Here is a listing. Reproduce it exactly.

**Data listing**
=-=-=-=-=

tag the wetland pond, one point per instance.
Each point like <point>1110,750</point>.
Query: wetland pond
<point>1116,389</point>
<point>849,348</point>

=-=-=-=-=

**Completed exercise**
tag the wetland pond, one point per instance.
Each point like <point>1110,750</point>.
Query: wetland pond
<point>1116,389</point>
<point>849,348</point>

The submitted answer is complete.